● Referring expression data
************

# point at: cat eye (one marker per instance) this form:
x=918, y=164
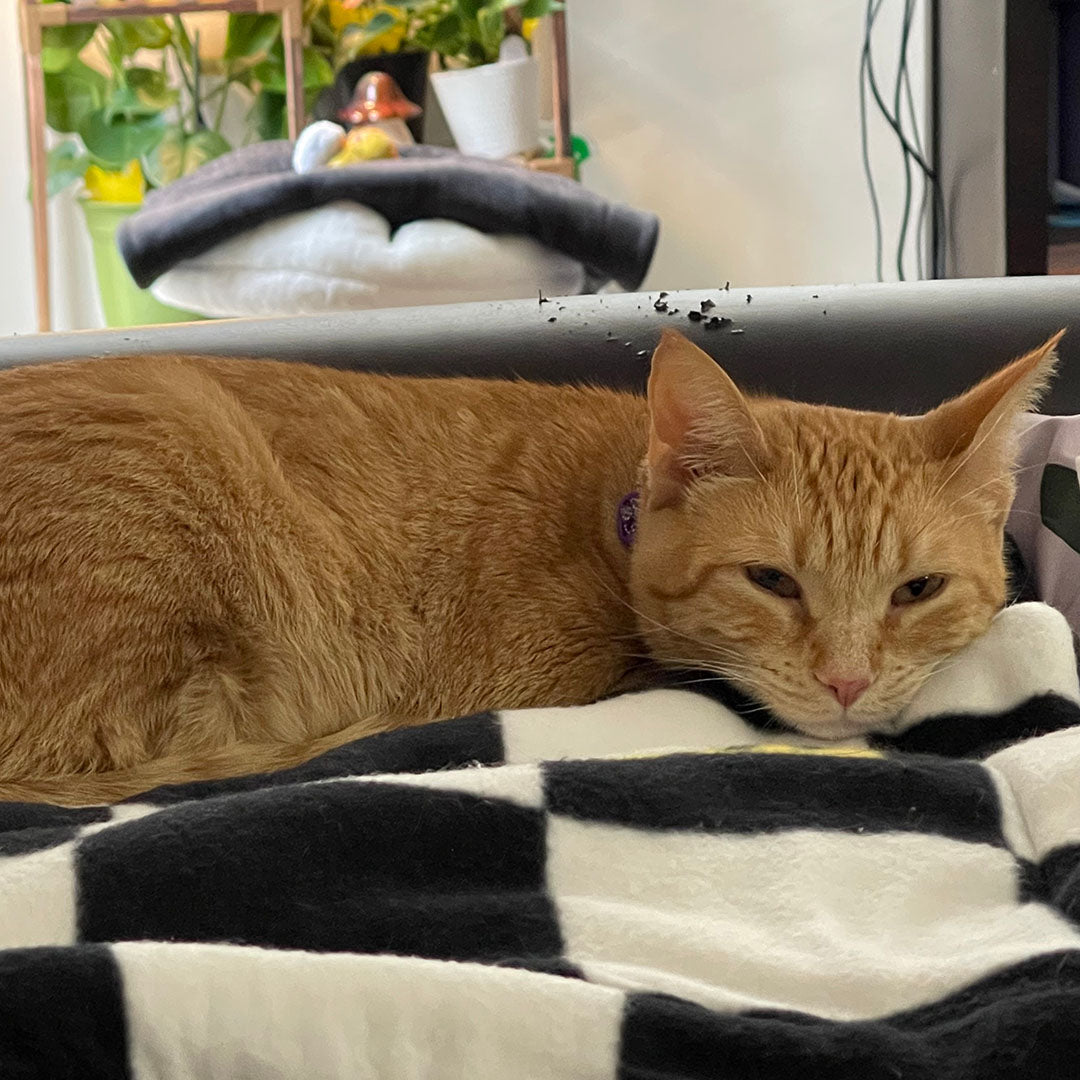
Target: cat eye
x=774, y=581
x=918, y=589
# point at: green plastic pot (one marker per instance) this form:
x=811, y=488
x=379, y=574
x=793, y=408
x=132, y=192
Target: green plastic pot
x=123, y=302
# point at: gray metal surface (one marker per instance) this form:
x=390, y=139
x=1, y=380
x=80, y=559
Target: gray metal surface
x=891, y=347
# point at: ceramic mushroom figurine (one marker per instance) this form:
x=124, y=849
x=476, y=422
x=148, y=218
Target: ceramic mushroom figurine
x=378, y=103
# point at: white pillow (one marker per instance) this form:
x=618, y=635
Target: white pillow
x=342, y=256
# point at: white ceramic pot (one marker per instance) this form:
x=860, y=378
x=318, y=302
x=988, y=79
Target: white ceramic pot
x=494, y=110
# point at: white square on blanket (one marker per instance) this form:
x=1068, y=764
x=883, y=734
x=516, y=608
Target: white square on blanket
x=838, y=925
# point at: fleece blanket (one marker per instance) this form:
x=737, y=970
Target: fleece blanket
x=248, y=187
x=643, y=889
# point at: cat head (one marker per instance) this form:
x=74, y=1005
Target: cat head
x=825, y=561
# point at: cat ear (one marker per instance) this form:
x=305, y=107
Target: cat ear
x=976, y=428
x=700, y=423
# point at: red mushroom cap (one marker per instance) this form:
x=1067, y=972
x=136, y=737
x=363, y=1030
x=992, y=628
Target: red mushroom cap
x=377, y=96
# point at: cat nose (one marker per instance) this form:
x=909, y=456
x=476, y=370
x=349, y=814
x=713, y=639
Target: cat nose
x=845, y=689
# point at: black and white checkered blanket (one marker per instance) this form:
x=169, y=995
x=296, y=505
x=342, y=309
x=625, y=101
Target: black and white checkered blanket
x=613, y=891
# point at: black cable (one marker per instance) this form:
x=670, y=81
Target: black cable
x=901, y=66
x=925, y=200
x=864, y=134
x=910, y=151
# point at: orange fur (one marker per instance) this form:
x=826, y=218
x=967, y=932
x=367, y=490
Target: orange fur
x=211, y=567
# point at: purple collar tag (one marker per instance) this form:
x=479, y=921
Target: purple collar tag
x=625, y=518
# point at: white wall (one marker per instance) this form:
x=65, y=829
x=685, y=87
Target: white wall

************

● Problem details
All lines from the one containing "x=367, y=490" through the end of the records, both ends included, are to be quoted exactly; please add nothing else.

● Solution for this problem
x=367, y=490
Target: orange fur
x=211, y=567
# point at: purple collar tag (one marker per instance) this form:
x=479, y=921
Target: purple collar tag
x=625, y=518
# point at: white wall (one marker per instance) this form:
x=65, y=829
x=685, y=87
Target: white wall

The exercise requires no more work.